TEXT SECTION |
-=-=-=-=-

Sunday, May 27, 2012

The Glory of the Day

THIS POEM IS FROM SPOON RIVER ANTHOLOGY,  EDGAR LEE MASTERS' SERIES OF POEMS TOLD IN THE VOICES OF THE DEAD OF THIS INVENTED TOWN.  THERE ARE MANY WONDERFUL POEMS IN THIS WORK: THIS IS AMONG MY FAVORITES.  OVER 100 YEARS OLD, AND TRAGICALLY NOT ANTIQUATED.  ALONG WITH THE OTHERS WE HONOR ON THIS DAY, WE MUST REMEMBER THE HARRY WILMANS' WHO HAVE JUST DIED, WHO WILL DIE TOMORROW OR THE NEXT DAY, WHO MAY OR MAY NOT BE HEROES BUT WHO ARE ALL VICTIMS OF OUR LEADERS' GREED, FIGHTING AND KILLING OTHER VICTIMS OF OTHER LEADERS' GREED.
194. Harry Wilmans

I WAS just turned twenty-one,
And Henry Phipps, the Sunday-school superintendent,
Made a speech in Bindle’s Opera House.
“The honor of the flag must be upheld,” he said,
“Whether it be assailed by a barbarous tribe of Tagalogs         5
Or the greatest power in Europe.”

-=-=-=-=-

WHAT IS BEING ASKED |
Write out the stretch of the Spoon River post above from "Sunday, May 27, 2012" through "OTHER LEADERS' GREED.", word for word.

-=-=-=-=-

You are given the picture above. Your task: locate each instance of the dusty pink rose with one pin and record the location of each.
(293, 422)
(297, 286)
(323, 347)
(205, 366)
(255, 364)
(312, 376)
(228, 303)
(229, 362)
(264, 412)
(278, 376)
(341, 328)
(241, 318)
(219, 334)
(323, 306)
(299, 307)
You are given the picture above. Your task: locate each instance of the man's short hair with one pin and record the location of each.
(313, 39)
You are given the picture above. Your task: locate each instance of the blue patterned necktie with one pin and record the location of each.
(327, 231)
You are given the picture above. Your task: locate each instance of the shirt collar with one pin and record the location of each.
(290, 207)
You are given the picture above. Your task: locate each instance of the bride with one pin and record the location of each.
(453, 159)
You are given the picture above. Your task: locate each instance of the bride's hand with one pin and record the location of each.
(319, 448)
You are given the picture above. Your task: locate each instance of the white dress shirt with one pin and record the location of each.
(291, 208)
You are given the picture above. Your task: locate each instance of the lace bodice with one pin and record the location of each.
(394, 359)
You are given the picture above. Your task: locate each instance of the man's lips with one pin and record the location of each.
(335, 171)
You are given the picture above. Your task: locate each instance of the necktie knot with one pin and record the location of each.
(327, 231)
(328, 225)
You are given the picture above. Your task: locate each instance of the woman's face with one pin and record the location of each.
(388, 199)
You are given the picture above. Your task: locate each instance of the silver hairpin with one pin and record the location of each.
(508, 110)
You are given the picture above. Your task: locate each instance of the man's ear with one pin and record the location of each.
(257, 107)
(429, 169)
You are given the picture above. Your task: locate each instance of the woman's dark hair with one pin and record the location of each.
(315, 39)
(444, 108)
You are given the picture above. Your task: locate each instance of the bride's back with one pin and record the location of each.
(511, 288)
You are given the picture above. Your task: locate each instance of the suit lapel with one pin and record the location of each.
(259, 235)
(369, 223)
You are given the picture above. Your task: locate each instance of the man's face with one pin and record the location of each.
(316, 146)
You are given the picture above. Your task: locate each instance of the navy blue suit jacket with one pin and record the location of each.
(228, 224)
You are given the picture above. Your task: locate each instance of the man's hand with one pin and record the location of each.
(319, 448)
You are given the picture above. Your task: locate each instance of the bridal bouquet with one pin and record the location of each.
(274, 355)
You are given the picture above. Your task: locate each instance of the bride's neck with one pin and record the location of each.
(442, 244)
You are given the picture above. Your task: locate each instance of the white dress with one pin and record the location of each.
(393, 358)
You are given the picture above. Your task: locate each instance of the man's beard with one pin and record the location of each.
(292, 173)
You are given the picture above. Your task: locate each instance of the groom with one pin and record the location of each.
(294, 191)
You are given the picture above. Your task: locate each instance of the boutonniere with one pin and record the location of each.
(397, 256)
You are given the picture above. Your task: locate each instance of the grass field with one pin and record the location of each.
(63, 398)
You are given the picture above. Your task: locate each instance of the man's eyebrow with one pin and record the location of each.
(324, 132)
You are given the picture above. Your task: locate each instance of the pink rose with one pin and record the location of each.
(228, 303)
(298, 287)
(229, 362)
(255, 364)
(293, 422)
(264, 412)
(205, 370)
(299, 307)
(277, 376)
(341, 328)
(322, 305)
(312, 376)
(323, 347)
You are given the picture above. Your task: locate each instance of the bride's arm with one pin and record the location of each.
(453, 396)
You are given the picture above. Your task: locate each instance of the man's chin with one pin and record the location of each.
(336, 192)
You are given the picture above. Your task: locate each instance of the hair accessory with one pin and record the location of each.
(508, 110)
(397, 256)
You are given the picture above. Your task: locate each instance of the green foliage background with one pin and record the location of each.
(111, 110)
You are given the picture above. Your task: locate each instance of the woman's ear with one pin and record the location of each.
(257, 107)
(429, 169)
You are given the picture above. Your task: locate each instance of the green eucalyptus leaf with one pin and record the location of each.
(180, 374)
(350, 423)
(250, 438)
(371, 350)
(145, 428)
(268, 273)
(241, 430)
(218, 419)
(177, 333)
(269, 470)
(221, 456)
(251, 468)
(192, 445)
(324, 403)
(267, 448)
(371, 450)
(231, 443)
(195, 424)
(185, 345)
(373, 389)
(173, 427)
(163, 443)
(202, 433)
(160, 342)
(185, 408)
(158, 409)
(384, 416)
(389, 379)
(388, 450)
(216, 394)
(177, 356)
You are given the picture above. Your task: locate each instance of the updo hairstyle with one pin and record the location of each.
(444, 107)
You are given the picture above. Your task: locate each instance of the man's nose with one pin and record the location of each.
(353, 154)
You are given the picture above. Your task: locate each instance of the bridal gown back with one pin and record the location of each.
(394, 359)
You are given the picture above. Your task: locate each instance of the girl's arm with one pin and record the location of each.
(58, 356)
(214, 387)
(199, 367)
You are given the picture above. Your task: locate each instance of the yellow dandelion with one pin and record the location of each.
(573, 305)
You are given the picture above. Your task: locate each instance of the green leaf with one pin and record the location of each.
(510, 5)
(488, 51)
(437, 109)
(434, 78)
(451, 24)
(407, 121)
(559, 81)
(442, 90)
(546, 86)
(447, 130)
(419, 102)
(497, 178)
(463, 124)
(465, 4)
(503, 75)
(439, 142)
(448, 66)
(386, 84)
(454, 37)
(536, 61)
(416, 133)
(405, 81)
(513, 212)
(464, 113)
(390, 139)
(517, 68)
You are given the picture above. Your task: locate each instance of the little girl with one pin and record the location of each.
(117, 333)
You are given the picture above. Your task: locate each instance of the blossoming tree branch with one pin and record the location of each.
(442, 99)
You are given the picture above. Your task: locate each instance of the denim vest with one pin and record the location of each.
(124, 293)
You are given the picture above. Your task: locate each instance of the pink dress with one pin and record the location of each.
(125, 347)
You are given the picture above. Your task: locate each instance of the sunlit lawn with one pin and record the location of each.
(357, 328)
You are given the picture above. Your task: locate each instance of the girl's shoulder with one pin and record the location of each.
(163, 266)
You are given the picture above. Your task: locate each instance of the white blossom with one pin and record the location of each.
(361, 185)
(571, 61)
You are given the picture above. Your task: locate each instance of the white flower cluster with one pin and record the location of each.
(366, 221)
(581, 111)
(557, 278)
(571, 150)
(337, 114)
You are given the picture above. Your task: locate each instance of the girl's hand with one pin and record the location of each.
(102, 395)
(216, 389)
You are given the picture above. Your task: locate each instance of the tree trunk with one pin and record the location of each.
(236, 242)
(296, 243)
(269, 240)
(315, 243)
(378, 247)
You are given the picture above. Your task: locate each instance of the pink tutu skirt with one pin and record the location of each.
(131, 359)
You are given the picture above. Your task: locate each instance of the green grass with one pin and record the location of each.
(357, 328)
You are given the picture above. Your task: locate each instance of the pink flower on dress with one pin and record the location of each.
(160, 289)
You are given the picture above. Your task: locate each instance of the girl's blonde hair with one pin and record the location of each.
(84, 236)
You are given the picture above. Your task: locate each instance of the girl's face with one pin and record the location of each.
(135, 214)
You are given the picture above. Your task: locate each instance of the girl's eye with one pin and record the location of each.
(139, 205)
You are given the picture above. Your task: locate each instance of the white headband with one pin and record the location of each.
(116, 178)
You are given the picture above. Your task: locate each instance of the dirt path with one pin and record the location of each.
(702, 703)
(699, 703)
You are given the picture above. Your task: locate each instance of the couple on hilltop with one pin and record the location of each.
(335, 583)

-=-=-=-=-

SOLUTION FOR THIS PROBLEM |
Sunday, May 27, 2012

The Glory of the Day

THIS POEM IS FROM SPOON RIVER ANTHOLOGY,  EDGAR LEE MASTERS' SERIES OF POEMS TOLD IN THE VOICES OF THE DEAD OF THIS INVENTED TOWN.  THERE ARE MANY WONDERFUL POEMS IN THIS WORK: THIS IS AMONG MY FAVORITES.  OVER 100 YEARS OLD, AND TRAGICALLY NOT ANTIQUATED.  ALONG WITH THE OTHERS WE HONOR ON THIS DAY, WE MUST REMEMBER THE HARRY WILMANS' WHO HAVE JUST DIED, WHO WILL DIE TOMORROW OR THE NEXT DAY, WHO MAY OR MAY NOT BE HEROES BUT WHO ARE ALL VICTIMS OF OUR LEADERS' GREED, FIGHTING AND KILLING OTHER VICTIMS OF OTHER LEADERS' GREED.